__EXERCISE PROMPT__.
Continue the passage on discoveries around Stonehenge and the Cursus, starting after its final sentence.

__PASSAGE SHOWN__.
One of the findings was the identification of a large gap in the Cursus monument, which is a 3 kilometre long and 100 metre wide ditch and earthworks in the near vicinity of Stonehenge. Dating back to around 3,500 BC, the Cursus barrier is roughly aligned east-west and is orientated toward the sunrise on the spring and autumn equinoxes. The discovery of a large break in the monument, suggests an area used by people to enter and exit the monument. While scientists are still unsure of the true purposes of the Stonehenge Cursus, Professor Gaffney believes it acted as a gateway for worshipers as well as a marker for the passage of the sun.

Another significant discovery was two pits at either end of the Cursus strip, located around 1 metre underground and measuring 4.5 metres in diameter. Professor Gaffney told Smithsonian that on the longest day of the year, the pits form a triangle with Stonehenge, marking sunrise and sunset. Gaffney speculates that the pits may have been used for ritual fires or as markers of some kind. Since the pits have only been identified using scanning technology, it is hoped that they will eventually be excavated, which will provide further clues as to their use and purpose.

Previous studies of the Stonehenge environs have revealed that the landscape has been inhabited for some 10,000 years, meaning either the area was of considerable significance for thousands of years before Stonehenge and other monuments in the region were built, or Stonehenge is much older that currently believed.

Dataset lines:
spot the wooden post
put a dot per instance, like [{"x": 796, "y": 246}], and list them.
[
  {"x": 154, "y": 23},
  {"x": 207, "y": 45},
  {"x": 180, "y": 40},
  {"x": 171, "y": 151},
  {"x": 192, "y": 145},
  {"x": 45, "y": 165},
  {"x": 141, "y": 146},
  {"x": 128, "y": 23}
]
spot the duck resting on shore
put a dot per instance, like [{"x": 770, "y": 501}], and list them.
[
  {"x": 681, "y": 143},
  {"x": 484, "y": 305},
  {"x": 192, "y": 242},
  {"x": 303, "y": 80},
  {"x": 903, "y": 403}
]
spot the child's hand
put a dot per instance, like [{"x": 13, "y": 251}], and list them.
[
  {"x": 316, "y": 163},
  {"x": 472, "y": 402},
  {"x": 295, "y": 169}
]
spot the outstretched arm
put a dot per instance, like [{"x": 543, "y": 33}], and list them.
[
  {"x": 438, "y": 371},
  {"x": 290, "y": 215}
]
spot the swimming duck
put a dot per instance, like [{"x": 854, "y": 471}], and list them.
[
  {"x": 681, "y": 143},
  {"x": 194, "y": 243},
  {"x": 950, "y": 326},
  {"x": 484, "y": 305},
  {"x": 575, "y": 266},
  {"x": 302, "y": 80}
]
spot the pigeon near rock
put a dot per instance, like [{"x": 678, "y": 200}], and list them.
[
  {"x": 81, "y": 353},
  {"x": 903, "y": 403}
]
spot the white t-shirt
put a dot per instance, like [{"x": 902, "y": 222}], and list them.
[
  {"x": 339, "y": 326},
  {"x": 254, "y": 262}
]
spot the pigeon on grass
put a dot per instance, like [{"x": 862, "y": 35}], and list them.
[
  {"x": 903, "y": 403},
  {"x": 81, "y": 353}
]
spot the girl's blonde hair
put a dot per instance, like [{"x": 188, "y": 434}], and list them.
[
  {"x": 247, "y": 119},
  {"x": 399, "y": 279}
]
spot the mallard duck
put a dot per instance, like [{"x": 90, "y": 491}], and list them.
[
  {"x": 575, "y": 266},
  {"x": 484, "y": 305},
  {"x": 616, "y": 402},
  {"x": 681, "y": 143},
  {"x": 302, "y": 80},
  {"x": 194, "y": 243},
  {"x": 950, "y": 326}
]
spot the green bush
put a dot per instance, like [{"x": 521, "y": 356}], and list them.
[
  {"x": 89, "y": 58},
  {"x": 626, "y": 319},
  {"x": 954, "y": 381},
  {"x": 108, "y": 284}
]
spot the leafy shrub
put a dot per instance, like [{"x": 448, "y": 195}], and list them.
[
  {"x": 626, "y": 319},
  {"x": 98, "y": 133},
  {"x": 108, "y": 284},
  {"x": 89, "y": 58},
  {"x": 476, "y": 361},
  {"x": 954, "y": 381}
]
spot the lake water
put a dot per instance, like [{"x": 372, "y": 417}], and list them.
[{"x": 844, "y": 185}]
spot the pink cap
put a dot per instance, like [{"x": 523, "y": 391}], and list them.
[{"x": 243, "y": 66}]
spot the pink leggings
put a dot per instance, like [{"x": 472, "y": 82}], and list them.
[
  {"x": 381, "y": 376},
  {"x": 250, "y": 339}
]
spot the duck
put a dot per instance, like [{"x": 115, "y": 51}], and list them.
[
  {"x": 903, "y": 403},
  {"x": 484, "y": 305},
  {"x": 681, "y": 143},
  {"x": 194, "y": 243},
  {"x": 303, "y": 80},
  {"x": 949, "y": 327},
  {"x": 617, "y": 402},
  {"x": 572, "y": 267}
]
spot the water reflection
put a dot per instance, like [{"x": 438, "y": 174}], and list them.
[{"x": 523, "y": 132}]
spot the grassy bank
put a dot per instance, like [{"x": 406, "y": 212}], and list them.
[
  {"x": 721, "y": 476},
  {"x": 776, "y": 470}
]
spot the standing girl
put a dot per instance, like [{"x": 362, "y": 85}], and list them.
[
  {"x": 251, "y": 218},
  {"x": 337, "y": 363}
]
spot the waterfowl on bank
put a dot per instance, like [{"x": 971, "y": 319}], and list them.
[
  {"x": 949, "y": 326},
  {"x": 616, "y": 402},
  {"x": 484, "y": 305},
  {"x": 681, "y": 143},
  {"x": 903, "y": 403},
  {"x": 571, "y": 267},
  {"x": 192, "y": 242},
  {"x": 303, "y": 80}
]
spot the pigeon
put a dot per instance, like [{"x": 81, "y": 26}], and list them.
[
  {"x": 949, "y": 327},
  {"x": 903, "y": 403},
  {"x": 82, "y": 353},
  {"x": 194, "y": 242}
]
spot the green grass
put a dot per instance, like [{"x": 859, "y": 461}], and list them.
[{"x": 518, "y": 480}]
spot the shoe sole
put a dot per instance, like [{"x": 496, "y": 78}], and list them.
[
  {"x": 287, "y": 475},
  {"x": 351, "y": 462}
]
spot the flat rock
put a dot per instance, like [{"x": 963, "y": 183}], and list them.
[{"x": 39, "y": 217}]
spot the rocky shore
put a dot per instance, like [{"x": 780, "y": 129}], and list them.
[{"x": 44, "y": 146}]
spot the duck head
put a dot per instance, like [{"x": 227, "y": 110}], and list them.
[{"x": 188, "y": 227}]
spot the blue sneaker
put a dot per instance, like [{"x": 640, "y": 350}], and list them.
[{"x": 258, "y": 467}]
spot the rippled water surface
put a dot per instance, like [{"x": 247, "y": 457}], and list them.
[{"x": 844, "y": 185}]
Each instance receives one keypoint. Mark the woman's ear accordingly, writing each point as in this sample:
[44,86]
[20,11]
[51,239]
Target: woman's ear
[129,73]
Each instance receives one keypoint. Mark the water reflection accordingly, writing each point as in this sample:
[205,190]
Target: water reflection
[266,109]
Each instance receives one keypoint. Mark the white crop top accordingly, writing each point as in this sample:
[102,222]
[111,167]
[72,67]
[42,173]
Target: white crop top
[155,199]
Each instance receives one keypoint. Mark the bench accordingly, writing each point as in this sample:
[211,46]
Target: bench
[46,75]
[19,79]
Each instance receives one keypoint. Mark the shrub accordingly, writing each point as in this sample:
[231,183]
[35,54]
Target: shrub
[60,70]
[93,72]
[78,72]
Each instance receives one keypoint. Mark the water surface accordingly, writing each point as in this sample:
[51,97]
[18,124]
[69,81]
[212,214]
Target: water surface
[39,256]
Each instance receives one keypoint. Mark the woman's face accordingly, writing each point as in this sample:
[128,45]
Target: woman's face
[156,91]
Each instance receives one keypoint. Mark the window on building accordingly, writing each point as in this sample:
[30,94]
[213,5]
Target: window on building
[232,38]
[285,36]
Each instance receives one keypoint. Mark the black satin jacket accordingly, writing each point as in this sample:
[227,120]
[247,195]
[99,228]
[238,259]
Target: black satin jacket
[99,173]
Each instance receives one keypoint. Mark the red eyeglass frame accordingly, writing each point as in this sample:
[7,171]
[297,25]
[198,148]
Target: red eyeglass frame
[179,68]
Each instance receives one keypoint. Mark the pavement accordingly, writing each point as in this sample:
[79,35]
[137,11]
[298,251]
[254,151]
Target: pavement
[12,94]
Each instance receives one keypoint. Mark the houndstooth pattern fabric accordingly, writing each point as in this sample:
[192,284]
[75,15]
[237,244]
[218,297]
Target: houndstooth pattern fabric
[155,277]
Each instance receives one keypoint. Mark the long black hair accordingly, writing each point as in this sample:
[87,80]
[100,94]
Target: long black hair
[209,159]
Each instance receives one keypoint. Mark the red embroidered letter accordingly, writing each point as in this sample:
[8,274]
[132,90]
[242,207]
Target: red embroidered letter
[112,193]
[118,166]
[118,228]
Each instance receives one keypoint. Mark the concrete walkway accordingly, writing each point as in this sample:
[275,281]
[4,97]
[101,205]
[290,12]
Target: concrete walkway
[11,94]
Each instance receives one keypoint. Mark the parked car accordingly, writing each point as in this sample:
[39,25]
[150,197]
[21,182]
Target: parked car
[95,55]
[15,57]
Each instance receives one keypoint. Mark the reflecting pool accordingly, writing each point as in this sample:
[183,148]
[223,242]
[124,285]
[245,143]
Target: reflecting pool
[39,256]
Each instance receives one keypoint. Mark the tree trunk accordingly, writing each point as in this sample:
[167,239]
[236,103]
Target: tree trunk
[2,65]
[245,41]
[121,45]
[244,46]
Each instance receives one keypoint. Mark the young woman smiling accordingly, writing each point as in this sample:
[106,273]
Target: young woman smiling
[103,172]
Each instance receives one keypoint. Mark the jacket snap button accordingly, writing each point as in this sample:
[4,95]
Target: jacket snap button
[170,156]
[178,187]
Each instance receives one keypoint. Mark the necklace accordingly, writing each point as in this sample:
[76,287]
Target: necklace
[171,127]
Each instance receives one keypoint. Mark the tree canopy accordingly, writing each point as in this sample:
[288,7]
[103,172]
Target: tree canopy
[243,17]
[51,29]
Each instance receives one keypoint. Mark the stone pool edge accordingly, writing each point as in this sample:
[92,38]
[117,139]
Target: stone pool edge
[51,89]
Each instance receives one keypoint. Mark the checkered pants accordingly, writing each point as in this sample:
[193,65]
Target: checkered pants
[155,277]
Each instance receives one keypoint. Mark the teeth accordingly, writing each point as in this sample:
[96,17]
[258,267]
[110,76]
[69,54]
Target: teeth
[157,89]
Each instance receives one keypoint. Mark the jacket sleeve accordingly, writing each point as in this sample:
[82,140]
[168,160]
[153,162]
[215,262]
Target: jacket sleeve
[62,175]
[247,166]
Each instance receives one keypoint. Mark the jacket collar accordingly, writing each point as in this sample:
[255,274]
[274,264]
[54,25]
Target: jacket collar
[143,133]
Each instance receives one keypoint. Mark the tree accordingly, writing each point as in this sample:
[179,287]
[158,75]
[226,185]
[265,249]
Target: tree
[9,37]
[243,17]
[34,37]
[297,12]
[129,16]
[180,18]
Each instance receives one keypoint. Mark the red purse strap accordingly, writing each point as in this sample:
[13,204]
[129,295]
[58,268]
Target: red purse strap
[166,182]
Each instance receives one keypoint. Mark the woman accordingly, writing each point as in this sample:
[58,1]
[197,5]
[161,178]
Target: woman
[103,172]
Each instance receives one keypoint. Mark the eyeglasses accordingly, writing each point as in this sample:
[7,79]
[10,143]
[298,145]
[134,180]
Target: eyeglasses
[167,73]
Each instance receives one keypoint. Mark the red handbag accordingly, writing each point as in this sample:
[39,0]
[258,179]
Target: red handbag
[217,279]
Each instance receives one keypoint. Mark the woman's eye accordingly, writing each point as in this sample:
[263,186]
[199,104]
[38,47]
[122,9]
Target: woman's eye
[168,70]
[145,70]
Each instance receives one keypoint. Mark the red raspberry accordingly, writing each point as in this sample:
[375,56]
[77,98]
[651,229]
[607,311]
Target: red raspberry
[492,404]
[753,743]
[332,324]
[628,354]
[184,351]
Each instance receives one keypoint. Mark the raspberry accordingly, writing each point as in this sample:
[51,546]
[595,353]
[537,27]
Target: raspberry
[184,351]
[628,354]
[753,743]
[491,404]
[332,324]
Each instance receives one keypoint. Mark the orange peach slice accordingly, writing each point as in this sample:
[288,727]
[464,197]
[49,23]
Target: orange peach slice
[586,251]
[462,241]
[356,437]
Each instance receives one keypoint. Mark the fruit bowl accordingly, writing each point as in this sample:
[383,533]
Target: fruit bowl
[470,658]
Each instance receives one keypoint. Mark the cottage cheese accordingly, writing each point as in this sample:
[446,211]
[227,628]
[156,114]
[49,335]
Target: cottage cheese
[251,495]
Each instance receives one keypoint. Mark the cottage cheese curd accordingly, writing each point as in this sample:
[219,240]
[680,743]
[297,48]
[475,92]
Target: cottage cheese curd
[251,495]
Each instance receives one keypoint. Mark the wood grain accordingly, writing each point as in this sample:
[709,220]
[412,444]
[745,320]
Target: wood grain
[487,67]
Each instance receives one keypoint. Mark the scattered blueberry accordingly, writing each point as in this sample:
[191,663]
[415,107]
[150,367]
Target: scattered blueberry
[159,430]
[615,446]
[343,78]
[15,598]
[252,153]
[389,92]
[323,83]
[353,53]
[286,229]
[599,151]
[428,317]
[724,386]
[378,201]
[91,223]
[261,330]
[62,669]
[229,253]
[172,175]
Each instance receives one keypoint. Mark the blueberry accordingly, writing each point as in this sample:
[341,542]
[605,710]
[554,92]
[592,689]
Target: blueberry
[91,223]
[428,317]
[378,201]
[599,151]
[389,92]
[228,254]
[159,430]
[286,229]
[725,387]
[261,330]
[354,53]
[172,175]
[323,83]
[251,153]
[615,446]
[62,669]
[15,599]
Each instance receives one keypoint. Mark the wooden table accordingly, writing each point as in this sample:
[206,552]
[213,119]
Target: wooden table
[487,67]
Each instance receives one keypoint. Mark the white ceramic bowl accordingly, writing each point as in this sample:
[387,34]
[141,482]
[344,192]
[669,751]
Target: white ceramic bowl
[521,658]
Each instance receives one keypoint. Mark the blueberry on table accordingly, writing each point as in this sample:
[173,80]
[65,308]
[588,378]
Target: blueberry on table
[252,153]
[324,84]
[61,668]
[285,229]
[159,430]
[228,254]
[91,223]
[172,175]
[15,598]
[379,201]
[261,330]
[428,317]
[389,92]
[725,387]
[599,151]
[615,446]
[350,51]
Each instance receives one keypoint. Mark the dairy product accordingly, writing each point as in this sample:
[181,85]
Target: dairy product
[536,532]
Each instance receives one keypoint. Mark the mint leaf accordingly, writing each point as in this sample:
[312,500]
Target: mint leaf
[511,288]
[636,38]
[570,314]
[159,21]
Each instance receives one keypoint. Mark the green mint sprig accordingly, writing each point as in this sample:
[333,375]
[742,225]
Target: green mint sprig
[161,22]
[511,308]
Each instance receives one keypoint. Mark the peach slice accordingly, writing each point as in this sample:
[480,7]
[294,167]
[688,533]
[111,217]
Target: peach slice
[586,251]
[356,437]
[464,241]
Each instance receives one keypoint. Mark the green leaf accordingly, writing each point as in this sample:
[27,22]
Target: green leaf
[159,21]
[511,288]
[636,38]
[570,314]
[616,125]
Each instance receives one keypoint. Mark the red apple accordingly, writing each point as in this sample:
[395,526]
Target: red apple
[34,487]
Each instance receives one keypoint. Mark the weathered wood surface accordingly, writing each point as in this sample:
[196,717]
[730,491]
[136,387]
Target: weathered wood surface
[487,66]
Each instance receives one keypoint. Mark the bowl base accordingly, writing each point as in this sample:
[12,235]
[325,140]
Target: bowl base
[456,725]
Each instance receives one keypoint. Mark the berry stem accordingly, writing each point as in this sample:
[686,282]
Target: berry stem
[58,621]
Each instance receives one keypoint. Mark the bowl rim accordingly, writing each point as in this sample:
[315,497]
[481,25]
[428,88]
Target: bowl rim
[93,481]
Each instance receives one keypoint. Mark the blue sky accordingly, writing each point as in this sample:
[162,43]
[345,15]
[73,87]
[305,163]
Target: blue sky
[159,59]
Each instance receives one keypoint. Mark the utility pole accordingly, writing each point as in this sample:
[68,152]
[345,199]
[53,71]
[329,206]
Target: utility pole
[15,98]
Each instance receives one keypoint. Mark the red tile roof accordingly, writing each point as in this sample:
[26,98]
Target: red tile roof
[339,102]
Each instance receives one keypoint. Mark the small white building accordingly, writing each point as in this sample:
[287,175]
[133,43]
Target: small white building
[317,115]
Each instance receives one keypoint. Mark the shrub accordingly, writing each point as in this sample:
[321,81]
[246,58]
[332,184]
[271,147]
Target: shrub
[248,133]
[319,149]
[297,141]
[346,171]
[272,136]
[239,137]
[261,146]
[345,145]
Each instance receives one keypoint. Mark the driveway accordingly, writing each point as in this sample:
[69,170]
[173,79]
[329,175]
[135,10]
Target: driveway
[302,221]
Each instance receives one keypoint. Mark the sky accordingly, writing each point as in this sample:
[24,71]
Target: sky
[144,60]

__THE ANSWER__.
Humans have marveled at the majesty of Stonehenge for thousands of years, and archeologists, geologists, and astronomers have been studying it for decades, but the original purpose of the enigmatic stone circle has remained a mystery. It is known that the area was used for burials, that the stones are aligned in astronomically important ways, and that people travelled great distances to be there, but no one knows with certainty why.

As Ed Caesar from Smithsonian writes:
“Those vast stones, standing in concentric rings in the middle of a basin on Salisbury Plain, carefully placed by who-knows-who thousands of years ago, must mean something. But nobody can tell us what. Not exactly. The clues that remain will always prove insufficient to our curiosity. Each archaeological advance yields more questions, and more theories to be tested. Our ignorance shrinks by fractions. What we know is always dwarfed by what we can never know.”

However, as this latest research project has shown, Stonehenge has not yet given up all its secrets, and the development of technology in the field of archaeology may one day help to finally solve the mystery.